# Exercise input
= = = = =

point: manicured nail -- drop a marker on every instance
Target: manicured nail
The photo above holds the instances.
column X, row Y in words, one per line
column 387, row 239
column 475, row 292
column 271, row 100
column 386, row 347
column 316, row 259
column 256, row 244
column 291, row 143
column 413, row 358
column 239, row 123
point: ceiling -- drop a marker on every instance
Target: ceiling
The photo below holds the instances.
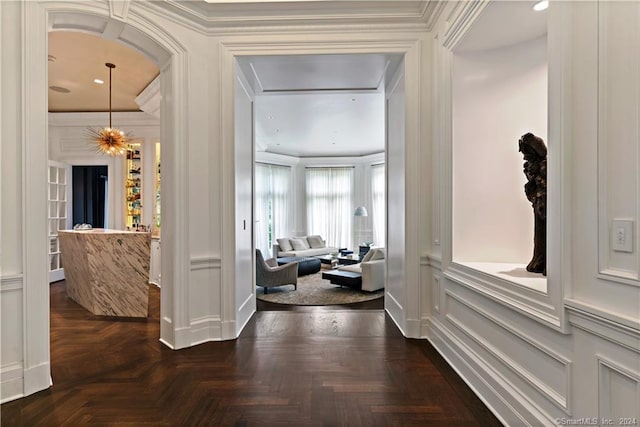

= = = = =

# Exercise
In the listing above, each line with the word "point" is to be copied out.

# Result
point: manicured nail -- drop a marker on every instance
point: ceiling -- drop a marker on every instance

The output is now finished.